*Given task*
In the records below, write out everything from the line containing "Practice. Pick out the white yard" down to the end of the records, copying each line without any change.

*Excerpts of pointing data*
--------------------
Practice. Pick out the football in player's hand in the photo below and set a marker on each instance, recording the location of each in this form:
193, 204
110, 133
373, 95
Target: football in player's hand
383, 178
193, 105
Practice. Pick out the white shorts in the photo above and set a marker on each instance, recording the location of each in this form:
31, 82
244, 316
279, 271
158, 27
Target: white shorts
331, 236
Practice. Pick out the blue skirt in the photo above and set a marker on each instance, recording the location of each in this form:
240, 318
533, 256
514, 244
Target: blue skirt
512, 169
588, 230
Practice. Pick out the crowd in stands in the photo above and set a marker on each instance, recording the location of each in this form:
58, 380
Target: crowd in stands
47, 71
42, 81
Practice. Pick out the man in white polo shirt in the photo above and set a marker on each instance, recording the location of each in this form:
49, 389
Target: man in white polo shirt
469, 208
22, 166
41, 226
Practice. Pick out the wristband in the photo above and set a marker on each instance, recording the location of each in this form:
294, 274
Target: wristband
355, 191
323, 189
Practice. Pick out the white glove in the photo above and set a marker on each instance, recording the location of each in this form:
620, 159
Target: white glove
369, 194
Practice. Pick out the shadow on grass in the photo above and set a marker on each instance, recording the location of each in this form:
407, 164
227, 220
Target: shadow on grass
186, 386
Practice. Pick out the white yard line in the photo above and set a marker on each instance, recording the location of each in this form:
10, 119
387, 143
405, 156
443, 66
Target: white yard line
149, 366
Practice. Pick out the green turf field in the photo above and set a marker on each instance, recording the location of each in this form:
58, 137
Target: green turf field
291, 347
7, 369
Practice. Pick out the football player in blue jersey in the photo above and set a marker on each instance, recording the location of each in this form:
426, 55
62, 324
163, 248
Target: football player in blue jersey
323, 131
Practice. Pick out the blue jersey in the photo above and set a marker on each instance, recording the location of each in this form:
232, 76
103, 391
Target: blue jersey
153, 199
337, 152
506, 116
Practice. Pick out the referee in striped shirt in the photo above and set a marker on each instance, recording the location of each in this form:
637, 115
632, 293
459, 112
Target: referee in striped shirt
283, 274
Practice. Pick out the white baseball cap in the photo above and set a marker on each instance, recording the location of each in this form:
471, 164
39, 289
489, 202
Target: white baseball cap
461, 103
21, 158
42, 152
--------------------
*Solution to this exercise*
Practice. Pick out the white yard line in the photo above and set a marker on each instance, recording the location of each in this form:
10, 119
387, 143
405, 156
443, 66
Target: white yard line
149, 366
Practice. Pick out the green turf field in the photo above and set a marker on each instance, recording the location of each in this form:
58, 137
Target: green turf field
291, 347
7, 369
Practice. Pick out the football player in blue jersey in the photo above and set a marker on each instance, recording the location of each in this form:
426, 55
62, 324
163, 248
Target: football player in blue jersey
323, 131
Practice. Pick out the blue jersey in the photo above and set a marker on each instance, recording the location of each in this form:
232, 76
103, 391
Target: blue jersey
153, 199
337, 152
506, 116
Practice. Pick out the referee in striped shirt in the photo above and set a marker on each instance, recording the location of each in this form:
637, 115
632, 293
459, 112
Target: referee in striped shirt
283, 274
Practice. Pick out the white baseball cap in the photo above and set a marker on each instance, recording the location of each in this form:
471, 164
39, 289
489, 202
Target: white baseball cap
461, 103
21, 158
42, 152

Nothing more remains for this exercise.